Instruction A. Retype part of the interview exactly as it appears, everything from "I was in art" down to "not films necessarily.".
Instruction B. Rewrite the paragraph of the interview that begins "I was in art school at the University of Illinois" in fewer words, keeping its main facts.
Instruction C. Carry on the interview from where it stops.

One of the things that strikes me about your films is that the characters seem so real and their worlds so lived-in, so that when they act out their dark impulses, it's all the more effective and disturbing. I'm thinking especially of HENRY: PORTRAIT OF A SERIAL KILLER. 
Michael Rooker, who grew up in a town called Jasper, Alabama, came up very hard and because he was so gifted, he got a scolarship to the Goodman School of Drama here in Chicago and got a college education and studied acting. One time I asked him where he got his inspiration for playing Henry and without a beat he said ''Oh, I have an uncle who is just like this guy. '' 

When was it that you decided filmmaking was what you wanted to do? 
I was in art school at the University of Illinois, and I had this epiphany that the art form that had been most influential on my life and was the prime influence for me growing up, as much as I loved painting and sculpting and all the standard forms of art, was television. I was an only child, and if you quiz me about any TV show from the 50s to the 70s, I can tell you a lot about it. So I left the art school and transferred back to Columbia College in Chicago, which had a film production department and I studied television production and still photography. I expected to make television shows and not films necessarily. 

How did your first film, the documentary DEALERS IN DEATH, come about?

Entries provided.
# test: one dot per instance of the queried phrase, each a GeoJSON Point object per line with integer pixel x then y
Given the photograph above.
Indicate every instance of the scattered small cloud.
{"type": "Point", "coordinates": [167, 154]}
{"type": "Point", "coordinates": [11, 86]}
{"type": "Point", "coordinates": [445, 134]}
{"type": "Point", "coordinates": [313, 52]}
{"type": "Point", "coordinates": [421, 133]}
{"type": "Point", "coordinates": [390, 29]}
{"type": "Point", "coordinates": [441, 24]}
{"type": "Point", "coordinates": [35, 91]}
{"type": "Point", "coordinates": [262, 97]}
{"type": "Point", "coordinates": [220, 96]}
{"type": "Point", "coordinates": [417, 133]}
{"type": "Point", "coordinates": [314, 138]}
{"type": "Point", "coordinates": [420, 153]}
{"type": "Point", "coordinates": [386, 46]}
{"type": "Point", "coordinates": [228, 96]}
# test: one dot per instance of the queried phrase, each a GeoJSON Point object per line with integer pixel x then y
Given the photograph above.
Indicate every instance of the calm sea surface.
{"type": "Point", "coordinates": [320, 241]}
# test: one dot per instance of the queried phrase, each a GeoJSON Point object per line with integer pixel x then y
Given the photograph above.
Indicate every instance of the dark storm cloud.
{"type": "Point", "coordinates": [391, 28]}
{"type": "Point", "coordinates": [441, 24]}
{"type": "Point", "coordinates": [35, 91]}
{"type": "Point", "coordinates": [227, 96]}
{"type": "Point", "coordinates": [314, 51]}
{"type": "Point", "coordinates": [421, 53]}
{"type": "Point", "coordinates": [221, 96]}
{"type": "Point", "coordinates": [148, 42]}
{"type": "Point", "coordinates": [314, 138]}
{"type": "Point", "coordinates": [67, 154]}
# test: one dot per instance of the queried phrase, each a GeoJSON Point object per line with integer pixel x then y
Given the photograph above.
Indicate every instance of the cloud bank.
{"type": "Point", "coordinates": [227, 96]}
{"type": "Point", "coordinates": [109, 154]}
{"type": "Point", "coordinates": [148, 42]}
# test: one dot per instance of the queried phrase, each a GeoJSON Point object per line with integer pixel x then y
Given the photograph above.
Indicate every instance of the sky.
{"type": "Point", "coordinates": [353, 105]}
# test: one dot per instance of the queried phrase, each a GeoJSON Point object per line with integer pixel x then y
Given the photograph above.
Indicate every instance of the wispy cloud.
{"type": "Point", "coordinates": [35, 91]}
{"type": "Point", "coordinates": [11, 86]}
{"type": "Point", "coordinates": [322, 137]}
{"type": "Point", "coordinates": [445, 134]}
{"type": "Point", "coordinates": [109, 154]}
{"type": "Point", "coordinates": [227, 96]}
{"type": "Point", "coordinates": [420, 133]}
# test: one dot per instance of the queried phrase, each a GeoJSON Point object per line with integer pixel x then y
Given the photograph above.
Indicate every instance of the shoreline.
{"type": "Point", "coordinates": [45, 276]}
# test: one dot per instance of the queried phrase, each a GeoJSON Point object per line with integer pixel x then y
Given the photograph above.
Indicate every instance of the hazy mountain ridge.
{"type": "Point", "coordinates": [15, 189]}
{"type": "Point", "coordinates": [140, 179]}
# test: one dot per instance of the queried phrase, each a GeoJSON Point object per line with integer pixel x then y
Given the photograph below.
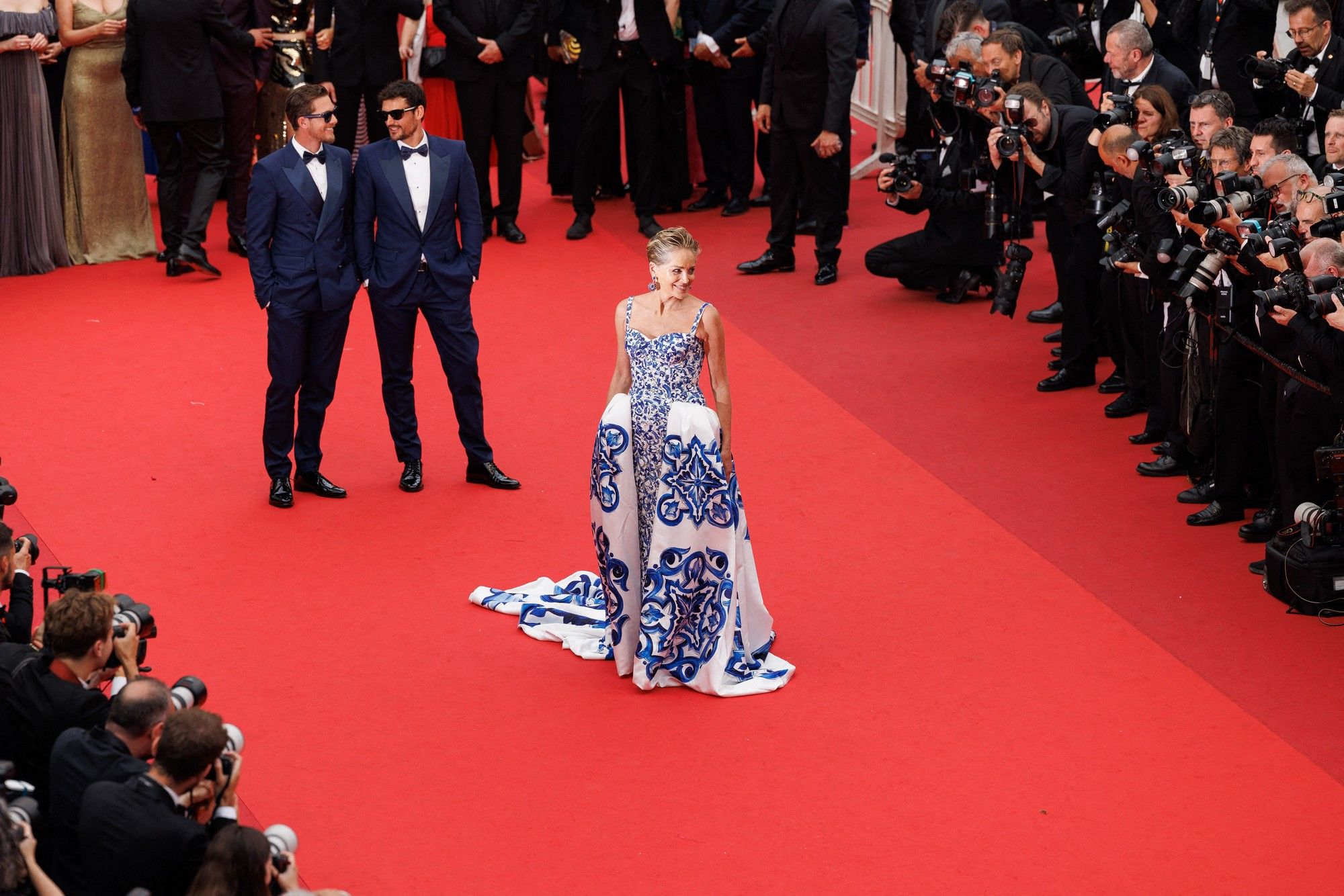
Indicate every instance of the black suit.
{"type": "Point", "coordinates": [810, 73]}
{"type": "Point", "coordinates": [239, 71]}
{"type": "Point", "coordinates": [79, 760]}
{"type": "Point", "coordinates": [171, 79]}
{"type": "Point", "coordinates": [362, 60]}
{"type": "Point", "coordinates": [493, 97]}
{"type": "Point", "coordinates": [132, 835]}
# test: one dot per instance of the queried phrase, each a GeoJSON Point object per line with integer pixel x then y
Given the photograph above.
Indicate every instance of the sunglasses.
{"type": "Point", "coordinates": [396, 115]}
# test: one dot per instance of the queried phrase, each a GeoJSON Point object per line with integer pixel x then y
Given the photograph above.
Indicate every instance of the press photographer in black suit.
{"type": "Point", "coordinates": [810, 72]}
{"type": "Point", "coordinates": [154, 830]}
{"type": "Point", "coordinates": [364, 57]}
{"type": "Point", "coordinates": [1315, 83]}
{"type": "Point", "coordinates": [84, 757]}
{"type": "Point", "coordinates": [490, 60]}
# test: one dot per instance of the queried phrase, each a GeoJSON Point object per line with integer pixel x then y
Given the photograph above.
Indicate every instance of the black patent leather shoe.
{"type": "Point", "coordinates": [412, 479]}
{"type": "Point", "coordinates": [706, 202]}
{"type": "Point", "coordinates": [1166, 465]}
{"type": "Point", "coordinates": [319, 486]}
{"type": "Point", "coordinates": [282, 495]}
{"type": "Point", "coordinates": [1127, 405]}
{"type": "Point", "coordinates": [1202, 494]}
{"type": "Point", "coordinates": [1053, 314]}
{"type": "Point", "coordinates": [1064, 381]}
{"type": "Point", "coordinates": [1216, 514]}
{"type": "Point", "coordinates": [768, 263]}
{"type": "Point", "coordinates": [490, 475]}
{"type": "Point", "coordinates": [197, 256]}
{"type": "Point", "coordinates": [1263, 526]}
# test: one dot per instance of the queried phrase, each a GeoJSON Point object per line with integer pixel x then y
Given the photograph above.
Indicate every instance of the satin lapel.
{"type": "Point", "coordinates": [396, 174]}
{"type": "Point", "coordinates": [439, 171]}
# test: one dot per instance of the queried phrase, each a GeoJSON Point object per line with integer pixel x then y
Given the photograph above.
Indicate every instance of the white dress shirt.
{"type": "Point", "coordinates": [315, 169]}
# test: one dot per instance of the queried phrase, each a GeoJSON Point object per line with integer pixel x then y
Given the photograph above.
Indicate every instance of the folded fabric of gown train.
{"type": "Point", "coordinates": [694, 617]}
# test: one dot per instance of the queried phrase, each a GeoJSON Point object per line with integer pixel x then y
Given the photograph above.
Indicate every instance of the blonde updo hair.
--
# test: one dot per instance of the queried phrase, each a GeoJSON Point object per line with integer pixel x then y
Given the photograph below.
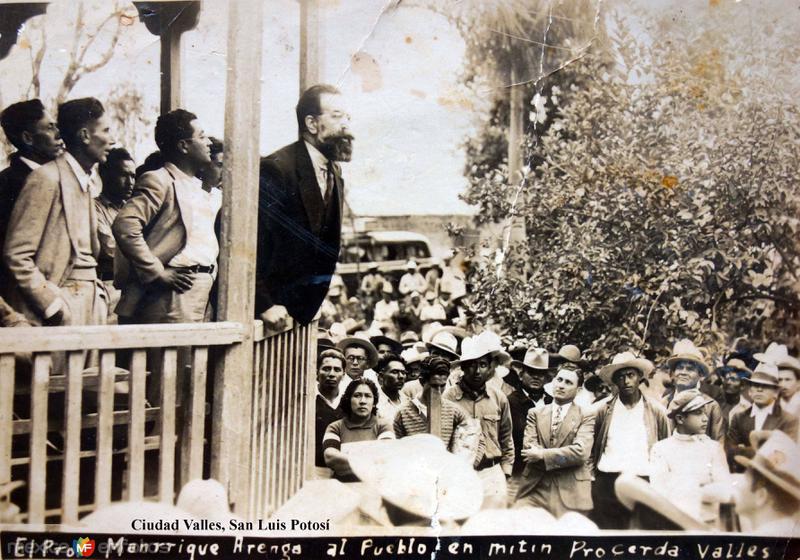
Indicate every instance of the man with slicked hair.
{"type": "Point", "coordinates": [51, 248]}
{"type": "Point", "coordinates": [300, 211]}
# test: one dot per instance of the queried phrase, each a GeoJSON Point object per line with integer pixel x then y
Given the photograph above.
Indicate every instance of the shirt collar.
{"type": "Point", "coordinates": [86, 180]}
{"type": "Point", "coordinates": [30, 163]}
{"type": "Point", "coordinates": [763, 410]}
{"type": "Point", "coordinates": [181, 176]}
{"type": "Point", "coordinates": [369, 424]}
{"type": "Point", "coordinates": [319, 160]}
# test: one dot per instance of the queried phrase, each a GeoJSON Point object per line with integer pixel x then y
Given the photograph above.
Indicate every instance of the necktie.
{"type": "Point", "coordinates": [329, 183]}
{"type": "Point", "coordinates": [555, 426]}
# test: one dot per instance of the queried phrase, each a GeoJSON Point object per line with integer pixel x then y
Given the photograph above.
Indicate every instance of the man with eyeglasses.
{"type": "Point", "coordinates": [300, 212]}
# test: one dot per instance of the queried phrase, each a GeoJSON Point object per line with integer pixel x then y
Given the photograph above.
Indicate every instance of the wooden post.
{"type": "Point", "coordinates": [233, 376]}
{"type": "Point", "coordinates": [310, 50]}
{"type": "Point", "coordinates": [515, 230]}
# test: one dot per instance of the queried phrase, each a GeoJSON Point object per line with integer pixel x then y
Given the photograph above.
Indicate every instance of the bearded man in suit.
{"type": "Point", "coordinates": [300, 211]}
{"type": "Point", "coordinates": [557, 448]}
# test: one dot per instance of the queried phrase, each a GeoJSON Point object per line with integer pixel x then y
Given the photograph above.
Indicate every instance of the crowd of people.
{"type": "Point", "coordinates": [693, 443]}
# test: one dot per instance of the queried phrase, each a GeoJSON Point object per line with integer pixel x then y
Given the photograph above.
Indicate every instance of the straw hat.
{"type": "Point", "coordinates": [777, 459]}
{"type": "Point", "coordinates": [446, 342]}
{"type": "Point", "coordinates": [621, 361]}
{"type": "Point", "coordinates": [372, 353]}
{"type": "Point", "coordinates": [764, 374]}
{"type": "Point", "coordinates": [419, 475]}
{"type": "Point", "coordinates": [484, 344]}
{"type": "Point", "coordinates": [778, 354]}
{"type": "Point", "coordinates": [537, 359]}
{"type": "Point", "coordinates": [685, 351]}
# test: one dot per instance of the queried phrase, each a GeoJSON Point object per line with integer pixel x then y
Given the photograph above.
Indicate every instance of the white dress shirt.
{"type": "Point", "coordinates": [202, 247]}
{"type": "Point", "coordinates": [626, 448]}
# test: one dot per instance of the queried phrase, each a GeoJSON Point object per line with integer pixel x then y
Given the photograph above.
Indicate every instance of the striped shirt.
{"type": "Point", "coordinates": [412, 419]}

Result A.
I was in art school at the University of Illinois, and I had this epiphany that the art form that had been most influential on my life and was the prime influence for me growing up, as much as I loved painting and sculpting and all the standard forms of art, was television. I was an only child, and if you quiz me about any TV show from the 50s to the 70s, I can tell you a lot about it. So I left the art school and transferred back to Columbia College in Chicago, which had a film production department and I studied television production and still photography. I expected to make television shows and not films necessarily.

Result B. While in art school at the University of Illinois, the speaker realized that television had been the main influence growing up, more than painting, sculpting or other standard art forms. As an only child, the speaker can tell you a lot about TV shows from the 50s to the 70s. So the speaker left art school for Columbia College in Chicago, which had a film production department, and studied television production and still photography, expecting to make TV shows rather than films.

Result C.
Ray Atherton, the guy who gets the TV over his head in HENRY, is long deceased but he was one of the first video pirates, and a genius in his way. That is why we made him a dealer in stolen merchandise in HENRY because in one sense, that's what he had been. In the early days of video he had been a print collector and he knew where all the best prints of any film or TV show were and who was holding them. If you had the best prints then you could duplicate them and you would have the best looking videos. A lot of stuff had fallen into the public domain, and he was sort of a jailhouse expert on that. NIGHT OF THE LIVING DEAD (1968), for example, was improperly registered for copyright for some reason, and back in the days of video everybody was selling it. Ray was up on 42 felony counts on the first video piracy trial in Los Angeles, and he beat 40 of them. Roddy MacDowall and Rock Hudson were also defendants in that trial. That's where they set the Fair Sale doctrine and determined the rules of what you could sell and couldn't sell. Ray kind of went broke defending himself and he came back to Chicago and went to work for the company that would become MPI. That's where I met him. He had the idea to do DEALERS IN DEATH because he knew where a lot of footage of gangsters was, and I had a contact at the Chicago Historical Society who worked in the photo department. Between the still photos we got from him and the footage Ray had access to, we made a series of documentaries. We got Broderick Crawford, who was still alive, to narrate them for $2500, I believe, in cash. 

MPI also financed HENRY. How did the film come together?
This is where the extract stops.